■ Work to do ■
Pick out every line below that contains the word "black" and copy each one.

## Begin Supplied data

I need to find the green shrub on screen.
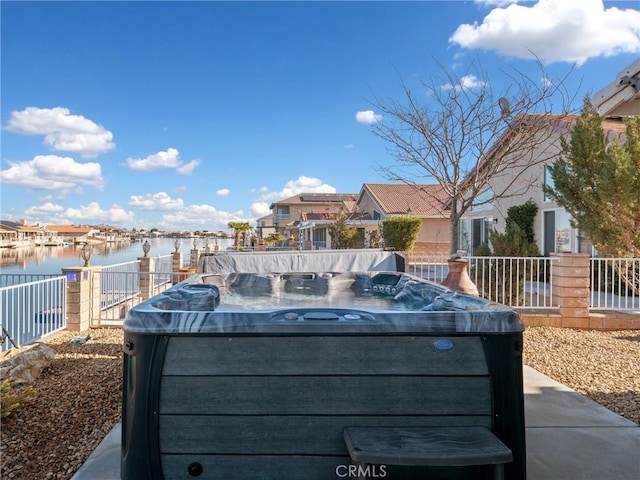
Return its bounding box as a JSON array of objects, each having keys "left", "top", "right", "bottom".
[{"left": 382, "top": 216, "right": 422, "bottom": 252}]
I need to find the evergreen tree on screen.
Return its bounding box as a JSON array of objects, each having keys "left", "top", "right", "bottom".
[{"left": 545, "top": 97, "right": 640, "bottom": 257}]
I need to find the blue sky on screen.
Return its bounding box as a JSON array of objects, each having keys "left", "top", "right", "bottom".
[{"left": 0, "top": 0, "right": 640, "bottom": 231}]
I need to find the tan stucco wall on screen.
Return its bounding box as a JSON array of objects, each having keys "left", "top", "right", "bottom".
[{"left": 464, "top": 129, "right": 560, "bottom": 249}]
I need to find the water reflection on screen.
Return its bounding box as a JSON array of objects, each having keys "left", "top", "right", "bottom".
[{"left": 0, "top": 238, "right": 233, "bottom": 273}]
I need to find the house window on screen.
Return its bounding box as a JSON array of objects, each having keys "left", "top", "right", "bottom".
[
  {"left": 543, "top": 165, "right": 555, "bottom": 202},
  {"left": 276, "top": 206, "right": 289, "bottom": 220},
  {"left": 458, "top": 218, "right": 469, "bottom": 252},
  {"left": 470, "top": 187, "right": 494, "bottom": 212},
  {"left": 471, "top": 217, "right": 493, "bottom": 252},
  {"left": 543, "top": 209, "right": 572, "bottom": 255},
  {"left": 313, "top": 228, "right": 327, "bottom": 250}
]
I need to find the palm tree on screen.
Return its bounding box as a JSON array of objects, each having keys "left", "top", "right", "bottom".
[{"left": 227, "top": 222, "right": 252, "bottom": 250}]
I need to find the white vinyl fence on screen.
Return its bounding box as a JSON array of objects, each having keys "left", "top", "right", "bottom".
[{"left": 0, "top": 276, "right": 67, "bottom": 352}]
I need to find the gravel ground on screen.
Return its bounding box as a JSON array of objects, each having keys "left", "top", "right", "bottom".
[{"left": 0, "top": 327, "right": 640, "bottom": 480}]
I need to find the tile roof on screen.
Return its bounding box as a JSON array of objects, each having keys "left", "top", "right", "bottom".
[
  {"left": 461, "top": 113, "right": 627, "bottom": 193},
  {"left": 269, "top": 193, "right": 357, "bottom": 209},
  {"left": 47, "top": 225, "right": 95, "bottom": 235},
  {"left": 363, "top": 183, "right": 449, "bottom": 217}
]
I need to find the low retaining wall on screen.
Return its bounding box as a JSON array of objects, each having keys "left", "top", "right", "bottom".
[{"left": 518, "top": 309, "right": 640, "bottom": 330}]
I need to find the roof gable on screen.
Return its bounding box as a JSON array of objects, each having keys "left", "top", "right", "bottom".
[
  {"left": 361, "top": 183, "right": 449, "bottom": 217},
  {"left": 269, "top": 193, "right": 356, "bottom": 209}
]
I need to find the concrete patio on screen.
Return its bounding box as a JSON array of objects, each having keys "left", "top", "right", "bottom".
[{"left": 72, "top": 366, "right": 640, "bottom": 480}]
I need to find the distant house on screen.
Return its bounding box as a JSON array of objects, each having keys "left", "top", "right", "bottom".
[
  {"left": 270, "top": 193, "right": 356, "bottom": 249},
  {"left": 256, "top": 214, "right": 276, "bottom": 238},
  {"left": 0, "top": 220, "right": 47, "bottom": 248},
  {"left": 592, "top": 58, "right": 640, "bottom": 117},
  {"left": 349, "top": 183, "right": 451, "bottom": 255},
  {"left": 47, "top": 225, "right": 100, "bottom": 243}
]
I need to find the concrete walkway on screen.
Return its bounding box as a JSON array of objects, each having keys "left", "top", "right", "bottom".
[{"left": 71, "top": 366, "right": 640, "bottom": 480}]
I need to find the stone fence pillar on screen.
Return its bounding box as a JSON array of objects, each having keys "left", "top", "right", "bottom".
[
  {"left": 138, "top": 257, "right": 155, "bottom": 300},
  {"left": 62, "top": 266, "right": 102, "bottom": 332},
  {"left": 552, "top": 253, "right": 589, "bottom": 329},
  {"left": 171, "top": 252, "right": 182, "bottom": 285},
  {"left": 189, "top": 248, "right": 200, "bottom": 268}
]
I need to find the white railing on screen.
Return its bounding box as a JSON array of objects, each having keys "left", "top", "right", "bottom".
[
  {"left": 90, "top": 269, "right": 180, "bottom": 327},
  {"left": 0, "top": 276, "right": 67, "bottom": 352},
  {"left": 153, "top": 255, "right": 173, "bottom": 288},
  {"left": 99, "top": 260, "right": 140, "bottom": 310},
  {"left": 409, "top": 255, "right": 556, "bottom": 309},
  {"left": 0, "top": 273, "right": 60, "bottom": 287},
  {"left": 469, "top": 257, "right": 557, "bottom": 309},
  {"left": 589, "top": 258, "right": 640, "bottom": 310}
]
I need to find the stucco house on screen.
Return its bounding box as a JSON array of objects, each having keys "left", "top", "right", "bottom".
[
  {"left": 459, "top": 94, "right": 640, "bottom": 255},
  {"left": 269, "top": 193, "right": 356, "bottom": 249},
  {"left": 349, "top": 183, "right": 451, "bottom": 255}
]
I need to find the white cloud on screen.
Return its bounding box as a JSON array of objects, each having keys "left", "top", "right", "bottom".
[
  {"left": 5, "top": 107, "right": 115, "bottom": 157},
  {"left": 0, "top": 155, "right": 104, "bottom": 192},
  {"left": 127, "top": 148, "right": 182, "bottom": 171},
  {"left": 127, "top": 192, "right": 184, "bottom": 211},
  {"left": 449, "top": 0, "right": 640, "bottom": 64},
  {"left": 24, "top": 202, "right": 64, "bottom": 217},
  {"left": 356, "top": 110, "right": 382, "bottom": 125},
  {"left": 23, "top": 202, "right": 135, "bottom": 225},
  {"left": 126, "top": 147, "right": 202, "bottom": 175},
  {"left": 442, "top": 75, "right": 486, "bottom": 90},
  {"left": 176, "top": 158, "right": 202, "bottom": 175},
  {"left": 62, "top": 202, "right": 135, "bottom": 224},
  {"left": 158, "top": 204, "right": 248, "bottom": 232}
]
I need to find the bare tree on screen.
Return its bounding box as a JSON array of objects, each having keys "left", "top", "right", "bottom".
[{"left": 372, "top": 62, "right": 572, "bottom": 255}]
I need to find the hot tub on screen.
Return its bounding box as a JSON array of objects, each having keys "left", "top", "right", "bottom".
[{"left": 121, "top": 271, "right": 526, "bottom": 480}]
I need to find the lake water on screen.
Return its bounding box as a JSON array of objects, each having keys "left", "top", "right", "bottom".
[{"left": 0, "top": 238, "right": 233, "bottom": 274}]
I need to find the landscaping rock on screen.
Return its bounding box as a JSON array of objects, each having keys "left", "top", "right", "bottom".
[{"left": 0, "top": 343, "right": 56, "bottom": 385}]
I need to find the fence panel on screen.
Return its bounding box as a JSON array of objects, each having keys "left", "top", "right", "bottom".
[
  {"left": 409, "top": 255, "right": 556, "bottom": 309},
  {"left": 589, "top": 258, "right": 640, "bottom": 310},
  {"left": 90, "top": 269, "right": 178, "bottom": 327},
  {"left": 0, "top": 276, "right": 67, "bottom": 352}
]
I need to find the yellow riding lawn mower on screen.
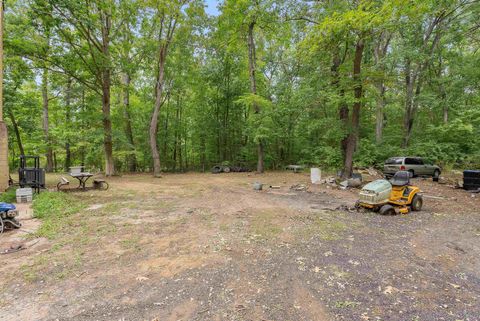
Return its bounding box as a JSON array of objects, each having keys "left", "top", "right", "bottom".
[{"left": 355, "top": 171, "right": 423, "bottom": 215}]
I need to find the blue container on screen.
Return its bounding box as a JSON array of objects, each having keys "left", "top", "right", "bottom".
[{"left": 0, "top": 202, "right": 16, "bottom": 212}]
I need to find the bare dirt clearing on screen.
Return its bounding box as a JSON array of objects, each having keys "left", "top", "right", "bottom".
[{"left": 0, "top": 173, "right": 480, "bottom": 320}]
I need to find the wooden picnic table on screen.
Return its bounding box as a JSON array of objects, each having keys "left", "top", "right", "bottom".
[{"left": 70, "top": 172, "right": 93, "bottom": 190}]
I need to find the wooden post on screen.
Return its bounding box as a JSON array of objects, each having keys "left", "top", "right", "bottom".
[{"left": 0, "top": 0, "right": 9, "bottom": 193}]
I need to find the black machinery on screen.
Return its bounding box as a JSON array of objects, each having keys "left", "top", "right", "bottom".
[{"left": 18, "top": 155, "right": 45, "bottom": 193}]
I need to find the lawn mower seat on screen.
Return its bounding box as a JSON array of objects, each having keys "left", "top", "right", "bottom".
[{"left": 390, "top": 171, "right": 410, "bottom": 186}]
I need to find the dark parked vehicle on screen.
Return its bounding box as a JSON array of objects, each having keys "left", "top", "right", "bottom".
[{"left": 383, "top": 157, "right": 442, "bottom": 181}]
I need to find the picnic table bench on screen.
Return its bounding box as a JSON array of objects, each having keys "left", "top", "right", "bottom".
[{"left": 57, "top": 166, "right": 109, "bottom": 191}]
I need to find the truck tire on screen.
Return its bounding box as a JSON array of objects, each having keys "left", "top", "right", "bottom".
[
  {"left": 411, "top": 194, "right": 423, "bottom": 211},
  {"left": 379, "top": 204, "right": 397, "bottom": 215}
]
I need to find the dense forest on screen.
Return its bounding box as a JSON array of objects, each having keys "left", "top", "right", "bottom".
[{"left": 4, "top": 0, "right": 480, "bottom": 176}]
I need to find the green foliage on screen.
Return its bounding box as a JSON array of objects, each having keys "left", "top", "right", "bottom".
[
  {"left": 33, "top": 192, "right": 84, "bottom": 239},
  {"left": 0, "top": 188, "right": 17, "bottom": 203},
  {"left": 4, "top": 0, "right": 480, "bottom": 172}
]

## End Supplied data
## Begin Supplied data

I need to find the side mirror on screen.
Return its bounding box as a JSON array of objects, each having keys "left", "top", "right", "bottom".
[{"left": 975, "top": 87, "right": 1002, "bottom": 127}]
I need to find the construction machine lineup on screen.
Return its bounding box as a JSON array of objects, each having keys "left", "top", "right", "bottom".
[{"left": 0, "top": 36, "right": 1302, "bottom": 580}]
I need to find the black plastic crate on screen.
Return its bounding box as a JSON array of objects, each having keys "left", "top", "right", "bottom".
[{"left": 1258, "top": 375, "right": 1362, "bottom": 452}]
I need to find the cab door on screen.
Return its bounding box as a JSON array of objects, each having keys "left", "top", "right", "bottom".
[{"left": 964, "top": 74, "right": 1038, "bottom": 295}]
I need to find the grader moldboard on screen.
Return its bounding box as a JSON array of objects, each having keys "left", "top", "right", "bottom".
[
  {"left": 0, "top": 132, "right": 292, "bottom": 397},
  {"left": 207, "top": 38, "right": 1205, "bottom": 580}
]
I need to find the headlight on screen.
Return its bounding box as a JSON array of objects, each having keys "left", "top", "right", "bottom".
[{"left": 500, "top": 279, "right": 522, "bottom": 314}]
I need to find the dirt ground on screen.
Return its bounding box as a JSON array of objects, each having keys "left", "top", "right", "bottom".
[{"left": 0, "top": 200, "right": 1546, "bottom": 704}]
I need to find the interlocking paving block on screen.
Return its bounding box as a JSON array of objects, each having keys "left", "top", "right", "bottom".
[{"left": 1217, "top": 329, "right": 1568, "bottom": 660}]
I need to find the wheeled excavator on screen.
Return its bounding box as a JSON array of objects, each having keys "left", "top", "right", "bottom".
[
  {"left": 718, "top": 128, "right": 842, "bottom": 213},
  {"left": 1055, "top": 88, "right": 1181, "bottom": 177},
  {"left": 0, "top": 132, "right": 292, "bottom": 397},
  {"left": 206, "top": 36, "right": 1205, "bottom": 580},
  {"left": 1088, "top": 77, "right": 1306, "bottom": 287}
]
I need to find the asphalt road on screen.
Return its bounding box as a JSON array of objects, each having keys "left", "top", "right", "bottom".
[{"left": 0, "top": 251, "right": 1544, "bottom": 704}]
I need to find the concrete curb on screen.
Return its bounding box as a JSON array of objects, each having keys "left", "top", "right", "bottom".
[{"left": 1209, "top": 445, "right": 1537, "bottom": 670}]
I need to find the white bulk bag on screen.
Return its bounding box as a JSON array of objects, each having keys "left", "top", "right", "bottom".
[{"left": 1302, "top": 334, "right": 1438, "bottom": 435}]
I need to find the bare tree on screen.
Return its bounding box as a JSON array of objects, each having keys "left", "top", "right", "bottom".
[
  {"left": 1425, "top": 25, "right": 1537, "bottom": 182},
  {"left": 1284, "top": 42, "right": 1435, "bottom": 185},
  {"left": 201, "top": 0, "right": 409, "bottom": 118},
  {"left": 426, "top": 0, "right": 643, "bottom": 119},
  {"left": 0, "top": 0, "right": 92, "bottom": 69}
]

## End Supplied data

■ The completed task ■
I need to find the black machinery on screen.
I need to find the black plastic crate on screen.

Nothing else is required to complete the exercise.